▸ **Consigne donnée**: Poursuivez l'article sur le CEVA et l'immobilier à Genève en reprenant juste après sa dernière phrase.

▸ **Extrait de page**:
---
CEVA et bâti, un impact urbain et immobilier à Genève
Inauguré à Genève, le CEVA suit un trajet qui relie Annemasse à Lausanne de manière directe. Il fait l’objet de nombreuses réactions et son impact sur le bâti est considérable autour des cinq gares flambant neuves. Décryptage.
Tout le monde le sait maintenant, CEVA est un acronyme qui résume la nouvelle liaison de Cornavin aux Eaux-Vives, jusqu’à Annemasse. Un transport en commun qui va révolutionner les rives du Léman ! Depuis le premier coup de pioche en 2011 et le début des travaux en janvier 2012, le Léman Express représente le plus gros chantier romand de ces dernières années. Il relie la Suisse à la France par une ligne directe et constitue « le plus grand réseau express régional transfrontalier d’Europe », ce qui, selon l’Office cantonal de l’urbanisme devrait accroître le nombre d’objets en location. Il s’agit non
seulement de logements, mais également de locaux dans le secteur de l’immobilier commercial ainsi que de bureaux proposés à la location. En cette année 2020, l’arrivée du CEVA confirme l’impact considérable sur l’immobilier neuf annoncé depuis plusieurs années. En chiffres, il est question de 640 logements à Lancy–Pont-Rouge, 600 à Bachet, 340 aux Eaux-Vives et 250 à Chêne-Bourg. L’effet Léman Express (LEX) s’étend également à Annemasse, qui a vu, selon une enquête de la RTS, un chantier de 17 hectares sortir de terre pour booster le marché immobilier qui prévoit d’ici à 2030 la création de 1200 logements dans la ville frontalière.
---
Entrées du jeu de données

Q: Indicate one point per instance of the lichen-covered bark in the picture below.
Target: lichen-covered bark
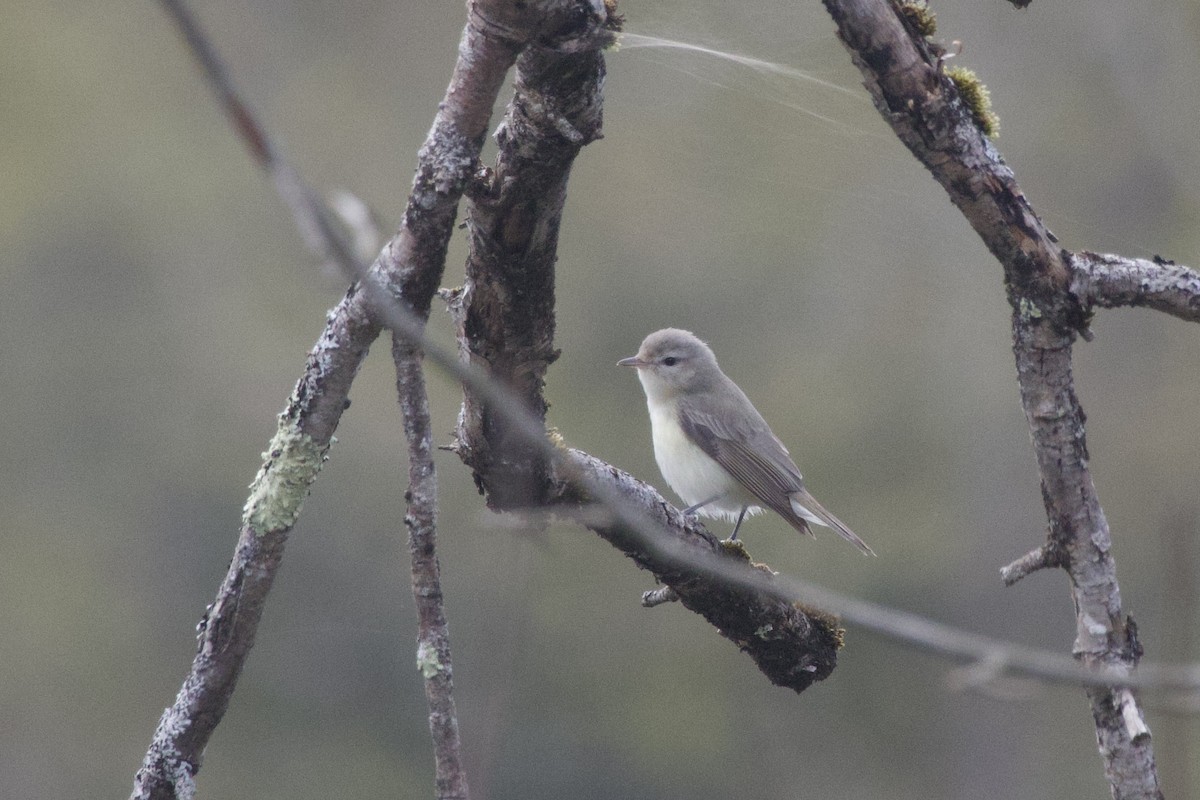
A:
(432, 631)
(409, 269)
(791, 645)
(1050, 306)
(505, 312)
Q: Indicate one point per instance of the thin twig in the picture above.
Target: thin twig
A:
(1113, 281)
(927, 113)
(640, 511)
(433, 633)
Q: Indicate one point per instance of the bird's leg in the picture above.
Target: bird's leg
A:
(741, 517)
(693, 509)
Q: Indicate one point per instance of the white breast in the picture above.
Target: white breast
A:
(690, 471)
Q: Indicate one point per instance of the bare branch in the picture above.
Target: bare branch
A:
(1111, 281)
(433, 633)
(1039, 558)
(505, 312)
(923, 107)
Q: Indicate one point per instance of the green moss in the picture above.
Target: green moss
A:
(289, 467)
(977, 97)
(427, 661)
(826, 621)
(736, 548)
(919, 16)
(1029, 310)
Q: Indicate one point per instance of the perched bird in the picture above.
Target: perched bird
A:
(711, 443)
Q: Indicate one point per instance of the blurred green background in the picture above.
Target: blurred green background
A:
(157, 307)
---
▸ **Résultat**:
La mue de Genève, du XIXe siècle à 2020
Le projet d’une ligne qui relierait Annemasse aux Eaux-Vives datait du XIXe siècle. C’est donc aujourd’hui une réalisation majeure inscrite dans l’histoire qui a été inaugurée. Si l’achèvement complet est prévu pour 2024, comme le dit l’architecte qui a été chargé du projet des gares de Jean Nouvel pendant plus de dix ans, Christian Scheidegger, c’est en raison du besoin d’adaptation autour de la mise en service. « Construire à proximité des axes de transports publics est un investissement stratégique quand il s’agit de revoir intégralement l’urbanisme d’une région », explique l’expert. En ce qui concerne les aménagements, il faut considérer les 5 gares
qui changent désormais le paysage urbain genevois ainsi que les aménagements publics et les projets immobiliers autour des gares, qui auront un impact certain sur le mode de vie des genevois tout en redistribuant les cartes du marché immobilier sur le territoire. Les ateliers Jean Nouvel, gagnants du concours qui a eu lieu en 2001, ont dessiné un projet dont la cohérence a été garantie par de nombreux intervenants comme Christian Scheidegger pour le suivi architectural ou encore Davide Calderara, constructeur responsable de « concevoir et assurer la mise à l’enquête, la réalisation également, le processus des demandes d’autorisations de construire, le suivi
des dossiers et des procédures, ainsi que le traitement des 1600 oppositions que le projet a soulevées. » Un exploit ? « Ce que je considère constituer un exploit dans cette réalisation, c’est d’avoir été capable de contrer les prédictions de la SUVA dont l’estimation des morts sur ce chantier se chiffrait à trois. Nous avons intégré les normes de sécurité dès la phase de projet et avons imposé les mêmes méthodes de travail à toutes les équipes pour diminuer les risques et n’avons pas compté de perte humaine. » Une aventure surtout humaine, car il s’agit de faire converger des intérêts et des compétences différentes.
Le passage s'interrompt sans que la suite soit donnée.